> A block of data:
## Start
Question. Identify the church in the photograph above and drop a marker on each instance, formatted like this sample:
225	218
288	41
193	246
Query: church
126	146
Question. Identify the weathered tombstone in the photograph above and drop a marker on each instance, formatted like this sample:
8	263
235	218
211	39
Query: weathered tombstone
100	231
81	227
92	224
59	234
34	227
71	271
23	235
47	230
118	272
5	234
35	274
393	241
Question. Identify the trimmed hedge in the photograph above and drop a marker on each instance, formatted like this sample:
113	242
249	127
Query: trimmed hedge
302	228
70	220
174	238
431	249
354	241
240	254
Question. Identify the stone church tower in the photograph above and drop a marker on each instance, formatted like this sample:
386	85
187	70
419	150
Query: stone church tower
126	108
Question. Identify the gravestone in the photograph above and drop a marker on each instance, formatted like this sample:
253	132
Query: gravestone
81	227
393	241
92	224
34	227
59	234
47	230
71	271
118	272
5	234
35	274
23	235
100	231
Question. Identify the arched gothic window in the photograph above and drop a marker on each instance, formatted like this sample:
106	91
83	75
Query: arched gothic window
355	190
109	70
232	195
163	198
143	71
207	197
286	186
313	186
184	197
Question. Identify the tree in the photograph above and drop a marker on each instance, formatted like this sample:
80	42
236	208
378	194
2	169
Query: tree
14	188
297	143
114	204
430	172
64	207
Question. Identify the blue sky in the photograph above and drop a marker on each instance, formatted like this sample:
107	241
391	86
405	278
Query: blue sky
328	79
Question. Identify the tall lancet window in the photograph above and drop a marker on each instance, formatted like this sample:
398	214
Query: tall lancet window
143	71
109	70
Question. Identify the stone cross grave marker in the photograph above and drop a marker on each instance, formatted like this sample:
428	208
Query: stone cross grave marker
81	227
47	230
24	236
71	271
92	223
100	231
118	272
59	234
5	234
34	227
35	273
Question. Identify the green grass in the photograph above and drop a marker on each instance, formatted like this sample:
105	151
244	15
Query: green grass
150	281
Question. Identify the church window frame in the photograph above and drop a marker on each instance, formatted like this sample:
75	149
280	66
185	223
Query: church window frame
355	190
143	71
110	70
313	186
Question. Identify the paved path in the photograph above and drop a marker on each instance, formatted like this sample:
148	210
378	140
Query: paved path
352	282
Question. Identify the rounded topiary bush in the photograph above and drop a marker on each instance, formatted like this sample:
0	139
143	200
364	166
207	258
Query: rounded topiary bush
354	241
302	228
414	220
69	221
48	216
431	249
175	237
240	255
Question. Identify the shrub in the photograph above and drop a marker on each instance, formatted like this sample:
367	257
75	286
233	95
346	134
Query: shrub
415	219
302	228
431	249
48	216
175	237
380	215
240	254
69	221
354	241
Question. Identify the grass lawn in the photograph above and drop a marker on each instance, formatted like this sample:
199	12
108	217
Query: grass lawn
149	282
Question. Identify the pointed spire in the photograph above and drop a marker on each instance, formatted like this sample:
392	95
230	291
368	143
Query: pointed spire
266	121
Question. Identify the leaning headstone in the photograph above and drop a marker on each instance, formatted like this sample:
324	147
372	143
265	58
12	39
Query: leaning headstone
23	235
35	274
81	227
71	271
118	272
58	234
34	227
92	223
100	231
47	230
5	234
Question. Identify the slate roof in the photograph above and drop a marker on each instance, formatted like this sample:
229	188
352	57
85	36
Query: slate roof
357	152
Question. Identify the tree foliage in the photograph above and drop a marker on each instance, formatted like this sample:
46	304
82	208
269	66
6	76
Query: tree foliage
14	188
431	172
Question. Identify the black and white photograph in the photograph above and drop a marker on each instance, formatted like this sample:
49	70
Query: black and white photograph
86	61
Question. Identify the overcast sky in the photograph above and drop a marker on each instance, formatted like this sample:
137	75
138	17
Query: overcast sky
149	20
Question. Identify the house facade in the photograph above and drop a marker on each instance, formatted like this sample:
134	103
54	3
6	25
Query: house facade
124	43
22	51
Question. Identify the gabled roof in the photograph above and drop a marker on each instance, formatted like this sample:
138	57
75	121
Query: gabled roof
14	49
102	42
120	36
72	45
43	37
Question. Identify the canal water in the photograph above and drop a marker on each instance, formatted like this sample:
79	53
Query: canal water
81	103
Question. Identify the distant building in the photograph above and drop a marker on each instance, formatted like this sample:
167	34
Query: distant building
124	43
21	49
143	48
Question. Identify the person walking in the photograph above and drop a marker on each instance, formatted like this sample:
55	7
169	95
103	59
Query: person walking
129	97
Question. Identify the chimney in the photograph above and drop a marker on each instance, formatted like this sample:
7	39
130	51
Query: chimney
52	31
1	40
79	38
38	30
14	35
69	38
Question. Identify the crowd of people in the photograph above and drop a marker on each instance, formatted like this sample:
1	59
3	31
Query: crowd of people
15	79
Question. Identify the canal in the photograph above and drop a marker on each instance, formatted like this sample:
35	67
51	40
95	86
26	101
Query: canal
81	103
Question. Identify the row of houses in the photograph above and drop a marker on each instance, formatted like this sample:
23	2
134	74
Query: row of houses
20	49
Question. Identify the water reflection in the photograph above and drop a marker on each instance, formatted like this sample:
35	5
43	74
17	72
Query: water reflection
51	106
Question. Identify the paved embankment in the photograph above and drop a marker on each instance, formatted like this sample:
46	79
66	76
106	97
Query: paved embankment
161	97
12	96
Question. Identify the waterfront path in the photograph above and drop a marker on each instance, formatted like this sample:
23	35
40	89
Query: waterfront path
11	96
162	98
## End
## Start
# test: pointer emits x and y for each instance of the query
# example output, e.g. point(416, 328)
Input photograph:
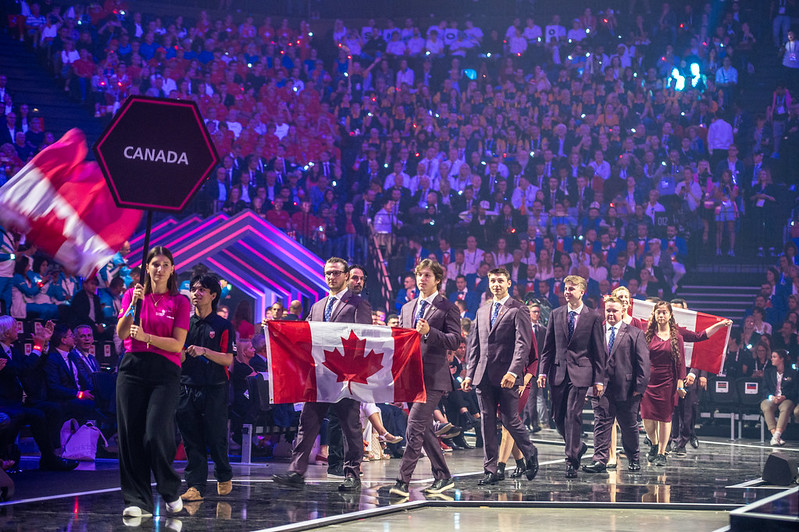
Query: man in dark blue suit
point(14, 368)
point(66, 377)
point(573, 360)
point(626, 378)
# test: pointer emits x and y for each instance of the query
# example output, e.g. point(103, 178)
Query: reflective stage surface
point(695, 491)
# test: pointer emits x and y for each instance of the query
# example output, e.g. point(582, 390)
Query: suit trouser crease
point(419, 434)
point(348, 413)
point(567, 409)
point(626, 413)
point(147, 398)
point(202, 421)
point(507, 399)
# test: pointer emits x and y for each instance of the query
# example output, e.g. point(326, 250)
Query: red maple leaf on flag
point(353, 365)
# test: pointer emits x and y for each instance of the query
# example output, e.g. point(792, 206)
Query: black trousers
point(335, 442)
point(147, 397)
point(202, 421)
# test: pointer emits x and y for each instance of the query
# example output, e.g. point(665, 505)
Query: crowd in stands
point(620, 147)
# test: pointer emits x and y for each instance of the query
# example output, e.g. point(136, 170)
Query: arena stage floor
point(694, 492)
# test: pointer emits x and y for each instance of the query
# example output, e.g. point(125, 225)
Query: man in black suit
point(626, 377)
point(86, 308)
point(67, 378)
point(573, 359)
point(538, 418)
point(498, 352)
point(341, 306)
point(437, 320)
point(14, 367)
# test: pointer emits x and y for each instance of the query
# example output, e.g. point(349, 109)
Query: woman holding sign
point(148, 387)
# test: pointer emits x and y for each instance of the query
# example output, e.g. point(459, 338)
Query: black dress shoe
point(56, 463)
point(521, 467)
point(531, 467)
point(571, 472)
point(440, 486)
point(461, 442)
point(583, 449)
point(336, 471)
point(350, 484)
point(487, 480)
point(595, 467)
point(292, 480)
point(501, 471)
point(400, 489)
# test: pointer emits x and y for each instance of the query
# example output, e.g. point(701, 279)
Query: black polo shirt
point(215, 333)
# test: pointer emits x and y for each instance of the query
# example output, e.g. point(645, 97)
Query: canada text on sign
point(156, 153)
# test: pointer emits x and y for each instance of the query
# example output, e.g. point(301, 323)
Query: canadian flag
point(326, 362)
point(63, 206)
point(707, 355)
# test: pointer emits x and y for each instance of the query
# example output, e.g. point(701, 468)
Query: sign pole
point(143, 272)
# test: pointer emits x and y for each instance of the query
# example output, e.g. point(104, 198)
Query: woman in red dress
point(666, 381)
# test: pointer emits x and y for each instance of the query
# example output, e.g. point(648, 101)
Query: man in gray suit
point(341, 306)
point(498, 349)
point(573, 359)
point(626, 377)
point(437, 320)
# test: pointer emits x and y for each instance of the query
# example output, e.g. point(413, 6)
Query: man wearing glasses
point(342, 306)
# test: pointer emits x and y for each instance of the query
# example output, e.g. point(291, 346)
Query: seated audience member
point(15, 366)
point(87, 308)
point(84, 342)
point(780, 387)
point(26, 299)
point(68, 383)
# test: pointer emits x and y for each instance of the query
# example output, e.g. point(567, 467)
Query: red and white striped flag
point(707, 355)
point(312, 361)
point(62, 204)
## End
Please show each line of the material above that contains the string "tower", matching case exactly.

Question. Identify the stone church tower in the photograph above and drop a marker on each instance, formatted like this sample:
Query: stone church tower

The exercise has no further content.